Reproduce all of the data that follows, character for character.

╭─ Recorded information

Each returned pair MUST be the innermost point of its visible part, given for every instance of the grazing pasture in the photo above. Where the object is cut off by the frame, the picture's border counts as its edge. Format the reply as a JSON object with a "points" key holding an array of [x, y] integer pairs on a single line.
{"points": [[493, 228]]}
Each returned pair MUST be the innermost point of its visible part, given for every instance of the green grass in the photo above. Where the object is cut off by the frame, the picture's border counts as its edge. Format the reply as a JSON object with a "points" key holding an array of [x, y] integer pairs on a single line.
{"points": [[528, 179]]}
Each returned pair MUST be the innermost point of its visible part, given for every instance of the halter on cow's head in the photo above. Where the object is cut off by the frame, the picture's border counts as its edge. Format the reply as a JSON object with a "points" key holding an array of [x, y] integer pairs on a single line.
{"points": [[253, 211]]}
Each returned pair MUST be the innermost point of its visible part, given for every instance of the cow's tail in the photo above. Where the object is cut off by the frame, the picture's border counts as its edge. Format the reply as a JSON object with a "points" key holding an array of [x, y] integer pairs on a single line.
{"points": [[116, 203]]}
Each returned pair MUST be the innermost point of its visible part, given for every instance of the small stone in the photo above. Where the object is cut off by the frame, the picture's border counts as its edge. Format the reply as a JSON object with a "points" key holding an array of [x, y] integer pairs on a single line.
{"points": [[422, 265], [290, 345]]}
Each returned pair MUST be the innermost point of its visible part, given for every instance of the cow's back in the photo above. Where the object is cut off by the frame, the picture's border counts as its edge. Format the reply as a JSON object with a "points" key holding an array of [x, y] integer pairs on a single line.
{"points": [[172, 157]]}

╰─

Correct response =>
Each returned pair MUST be the innermost point of its visible part, given for every instance of the grazing pasture in the photo above. Where the object is cut off by the frame, the picture's border counts as its edge. Format the reply as a JSON object with a "points" key holding an array of [x, y] integer pairs on a single line.
{"points": [[493, 228]]}
Each returned pair MUST be the innermost point of its visible part, given for every instance of the green grass in the photo above. Where the object is cut off by the frame, the picture's border counts as its edge. Format the reply as a JSON object with a "points" key holding an array of [x, y] integer pairs on a single line.
{"points": [[528, 179]]}
Each returned pair MUST be the innermost point of its visible part, given for every instance of the halter on cow's head in the photo above. Where the object is cut off by the frame, the picture's border counts as its edge. Format the reply as a JSON object with a "points" key holding an array of [x, y] integer pairs on a single line.
{"points": [[253, 211]]}
Each returned pair MUST be the innermost point of its visible part, given for every instance of the cow's tail in the photo above. Where the object is cut off by the frame, the picture's border counts as its edge. Format the reply as a JSON object with a "points" key holding an array of [x, y] integer pairs on a single line.
{"points": [[116, 203]]}
Each returned pair MUST be the innermost point of its visible part, given for every instance of the small stone in the photo above. Where the object is cut off by the frame, the picture's border counts as its edge. Format the reply as a JSON object with a "points" key holding an array of [x, y] integer pairs on a single line.
{"points": [[422, 265], [290, 345]]}
Each returned pair MUST be the innermost point of its visible part, given for every instance of the cow's back in the photo above. Where the object is cut off by the frame, the picture's border counts as its edge. Format the reply as a JSON object with a "points" key holding an array of [x, y] integer pairs on a single line.
{"points": [[172, 157]]}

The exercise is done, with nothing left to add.